[Given task] Only the pictures are to be left out; set down the rest of the records exactly.

[Data for this exercise]
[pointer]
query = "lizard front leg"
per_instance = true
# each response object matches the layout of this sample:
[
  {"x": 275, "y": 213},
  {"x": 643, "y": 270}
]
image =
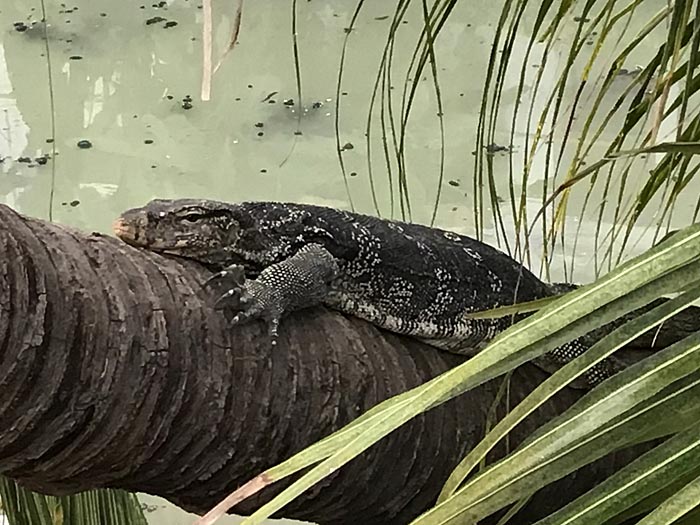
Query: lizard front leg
[{"x": 297, "y": 282}]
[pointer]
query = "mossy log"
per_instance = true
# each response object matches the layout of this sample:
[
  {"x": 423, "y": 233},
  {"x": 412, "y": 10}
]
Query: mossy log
[{"x": 116, "y": 372}]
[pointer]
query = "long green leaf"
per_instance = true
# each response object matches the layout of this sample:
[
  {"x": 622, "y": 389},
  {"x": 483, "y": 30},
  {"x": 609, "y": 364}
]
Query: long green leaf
[
  {"x": 515, "y": 342},
  {"x": 614, "y": 341}
]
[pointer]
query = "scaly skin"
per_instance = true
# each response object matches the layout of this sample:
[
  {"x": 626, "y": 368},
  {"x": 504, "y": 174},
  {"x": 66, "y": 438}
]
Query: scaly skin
[{"x": 406, "y": 278}]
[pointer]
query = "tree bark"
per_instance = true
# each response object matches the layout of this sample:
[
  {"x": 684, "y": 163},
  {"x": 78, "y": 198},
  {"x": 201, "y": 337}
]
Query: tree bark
[{"x": 116, "y": 372}]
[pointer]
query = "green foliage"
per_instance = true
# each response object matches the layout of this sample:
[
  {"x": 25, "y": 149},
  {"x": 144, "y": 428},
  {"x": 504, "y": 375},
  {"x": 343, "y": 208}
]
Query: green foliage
[
  {"x": 623, "y": 153},
  {"x": 106, "y": 507}
]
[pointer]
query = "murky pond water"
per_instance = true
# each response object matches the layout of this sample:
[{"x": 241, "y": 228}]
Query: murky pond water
[{"x": 130, "y": 124}]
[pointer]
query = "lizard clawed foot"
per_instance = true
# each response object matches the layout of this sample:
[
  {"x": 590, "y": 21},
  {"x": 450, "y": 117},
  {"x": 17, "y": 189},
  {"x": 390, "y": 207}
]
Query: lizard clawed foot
[{"x": 246, "y": 300}]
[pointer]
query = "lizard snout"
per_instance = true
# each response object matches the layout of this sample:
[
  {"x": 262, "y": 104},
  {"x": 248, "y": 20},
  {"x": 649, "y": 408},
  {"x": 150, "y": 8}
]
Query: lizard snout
[{"x": 126, "y": 231}]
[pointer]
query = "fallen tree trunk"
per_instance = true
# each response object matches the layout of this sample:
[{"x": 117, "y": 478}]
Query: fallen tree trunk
[{"x": 116, "y": 372}]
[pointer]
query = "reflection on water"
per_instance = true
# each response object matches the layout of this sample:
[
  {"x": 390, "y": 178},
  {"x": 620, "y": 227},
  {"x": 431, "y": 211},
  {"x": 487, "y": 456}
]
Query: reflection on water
[{"x": 130, "y": 125}]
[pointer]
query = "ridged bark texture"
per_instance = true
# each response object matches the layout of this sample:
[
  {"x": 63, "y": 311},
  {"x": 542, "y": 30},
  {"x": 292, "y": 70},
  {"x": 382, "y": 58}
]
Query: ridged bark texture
[{"x": 116, "y": 372}]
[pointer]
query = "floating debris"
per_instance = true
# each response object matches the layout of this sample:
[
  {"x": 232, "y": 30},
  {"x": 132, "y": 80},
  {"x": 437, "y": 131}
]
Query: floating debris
[
  {"x": 155, "y": 20},
  {"x": 269, "y": 96}
]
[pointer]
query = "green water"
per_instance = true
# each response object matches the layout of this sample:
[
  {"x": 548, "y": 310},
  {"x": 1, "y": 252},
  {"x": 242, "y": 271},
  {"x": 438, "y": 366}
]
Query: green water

[Written answer]
[pointer]
query = "lizard front leg"
per_instance = true
# each response object matches the layout of this sample:
[
  {"x": 275, "y": 213},
  {"x": 643, "y": 270}
]
image =
Query: lizard front leg
[{"x": 297, "y": 282}]
[pointer]
query = "mossy log"
per_instance = true
# each response object matches the layout of this sample:
[
  {"x": 423, "y": 233},
  {"x": 412, "y": 10}
]
Query: mossy log
[{"x": 116, "y": 372}]
[pointer]
query = "long green leaf"
per_instance = true
# each response object matches the layout of this sample:
[
  {"x": 622, "y": 389},
  {"x": 483, "y": 30},
  {"x": 609, "y": 364}
]
Query: long green leaf
[
  {"x": 515, "y": 342},
  {"x": 614, "y": 341}
]
[pointer]
query = "scaly skin"
per_instance = true
# each response object matches the layout of this sample:
[
  {"x": 626, "y": 368},
  {"x": 504, "y": 174},
  {"x": 66, "y": 438}
]
Query: scaly skin
[{"x": 406, "y": 278}]
[pointer]
query = "tree bark"
per_instance = true
# each response object matches the layout of this sample:
[
  {"x": 684, "y": 163},
  {"x": 78, "y": 198},
  {"x": 201, "y": 337}
]
Query: tree bark
[{"x": 116, "y": 372}]
[pointer]
query = "green foliage"
per_instance = true
# each response object matches the layout of this sample:
[
  {"x": 25, "y": 149},
  {"x": 144, "y": 428},
  {"x": 504, "y": 375},
  {"x": 343, "y": 208}
]
Query: green foliage
[
  {"x": 623, "y": 153},
  {"x": 106, "y": 507}
]
[pointer]
query = "murky pond water"
per_instance = true
# each response object matches the layout of this sample:
[{"x": 241, "y": 228}]
Query: murky pond water
[{"x": 130, "y": 124}]
[pointer]
query = "lizard clawed foot"
per_instance = true
# each response object matches the layout of this sample:
[
  {"x": 590, "y": 21},
  {"x": 450, "y": 117},
  {"x": 17, "y": 189},
  {"x": 390, "y": 207}
]
Query: lizard clawed foot
[{"x": 246, "y": 300}]
[pointer]
query = "lizard snout"
per_instance = true
# each response object matches the layout of this sample:
[
  {"x": 262, "y": 104},
  {"x": 248, "y": 20},
  {"x": 649, "y": 408},
  {"x": 150, "y": 8}
]
Query: lizard snout
[{"x": 126, "y": 231}]
[pointer]
query = "fallen tree trunk"
per_instance = true
# each response object matches the layout of this sample:
[{"x": 117, "y": 478}]
Query: fallen tree trunk
[{"x": 116, "y": 372}]
[pointer]
query = "reflection on water"
per_instance = true
# each response object matches the layout of this sample:
[
  {"x": 390, "y": 178},
  {"x": 620, "y": 227},
  {"x": 431, "y": 211},
  {"x": 487, "y": 456}
]
Query: reflection on water
[{"x": 130, "y": 125}]
[pointer]
query = "ridged bark texture"
per_instance = true
# each response object matches the layout of this sample:
[
  {"x": 63, "y": 311},
  {"x": 542, "y": 30},
  {"x": 292, "y": 70},
  {"x": 382, "y": 58}
]
Query: ridged bark texture
[{"x": 116, "y": 372}]
[pointer]
query = "floating debris"
per_instance = true
# each response object matches the layout of this sample:
[
  {"x": 232, "y": 30},
  {"x": 132, "y": 80},
  {"x": 437, "y": 131}
]
Query: floating debris
[
  {"x": 155, "y": 20},
  {"x": 269, "y": 96}
]
[pointer]
query = "green water"
per_instance = true
# each response object matches the layout of this sample:
[
  {"x": 548, "y": 310},
  {"x": 1, "y": 252},
  {"x": 242, "y": 271},
  {"x": 438, "y": 366}
]
Query: green water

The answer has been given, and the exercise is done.